— Texto de origen —
La represión y la tortura tienen un efecto demostración inhabilitante para terceros: aquellos que se enteraban sabían lo que les podía pasar a ellos mismos cualquier día. El objetivo era la parálisis de la sociedad, de sus instituciones, el miedo.





Teniendo a la vista probablemente los sucesos revolucionarios de comienzos del siglo veinte y las guerras mundiales, un destacado intelectual húngaro señalaba que «la sabiduría de lo trágico es la sabiduría de los límites». Viniendo a nuestro presente queremos desde ese señalamiento realizar y compartir con los lectores algunos comentarios respecto a algunos significados de la entrega del Informe de prisión política y tortura.

— Extractos de datos —
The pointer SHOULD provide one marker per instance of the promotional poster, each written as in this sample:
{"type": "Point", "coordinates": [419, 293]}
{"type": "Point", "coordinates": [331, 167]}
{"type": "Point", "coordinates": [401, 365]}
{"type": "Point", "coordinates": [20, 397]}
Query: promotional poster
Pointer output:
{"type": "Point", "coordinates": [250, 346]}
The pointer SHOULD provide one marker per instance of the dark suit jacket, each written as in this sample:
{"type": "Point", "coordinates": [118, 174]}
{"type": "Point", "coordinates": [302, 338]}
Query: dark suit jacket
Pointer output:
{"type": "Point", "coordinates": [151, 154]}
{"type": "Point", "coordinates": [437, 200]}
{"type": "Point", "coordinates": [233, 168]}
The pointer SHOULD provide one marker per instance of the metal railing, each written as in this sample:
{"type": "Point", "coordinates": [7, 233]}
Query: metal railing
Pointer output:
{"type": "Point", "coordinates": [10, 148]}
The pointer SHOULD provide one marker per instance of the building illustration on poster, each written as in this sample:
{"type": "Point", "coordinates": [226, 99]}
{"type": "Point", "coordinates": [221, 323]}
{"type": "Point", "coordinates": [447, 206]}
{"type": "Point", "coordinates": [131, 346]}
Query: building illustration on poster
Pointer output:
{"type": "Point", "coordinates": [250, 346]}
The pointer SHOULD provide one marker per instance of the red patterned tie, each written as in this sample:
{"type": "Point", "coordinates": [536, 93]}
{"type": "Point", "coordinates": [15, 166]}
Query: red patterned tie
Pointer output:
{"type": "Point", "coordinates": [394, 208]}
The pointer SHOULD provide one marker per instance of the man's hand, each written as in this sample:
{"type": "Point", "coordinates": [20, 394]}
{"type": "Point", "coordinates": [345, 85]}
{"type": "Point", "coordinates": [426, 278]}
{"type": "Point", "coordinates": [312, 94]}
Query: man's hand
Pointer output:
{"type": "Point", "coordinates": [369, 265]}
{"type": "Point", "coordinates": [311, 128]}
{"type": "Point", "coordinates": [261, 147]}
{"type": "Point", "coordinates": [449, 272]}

— Lista de tareas —
**a.** Responde estas preguntas sobre el texto:
(i) ¿Cuál era el objetivo de la represión y la tortura?
(ii) ¿De qué nacionalidad era el intelectual citado?
(iii) ¿Qué informe se menciona al final?
**b.** Sustituye "sabiduría" por "lucidez" cada vez que aparece en el fragmento del texto entre "Teniendo a la" y "política y tortura.", ambos incluidos, y escribe el fragmento resultante.
Los datos no tienen relación con el texto.

— Respuestas —
**a.**
(i) La parálisis de la sociedad y de sus instituciones, el miedo.
(ii) Húngaro.
(iii) El Informe de prisión política y tortura.

**b.**
Teniendo a la vista probablemente los sucesos revolucionarios de comienzos del siglo veinte y las guerras mundiales, un destacado intelectual húngaro señalaba que «la lucidez de lo trágico es la lucidez de los límites». Viniendo a nuestro presente queremos desde ese señalamiento realizar y compartir con los lectores algunos comentarios respecto a algunos significados de la entrega del Informe de prisión política y tortura.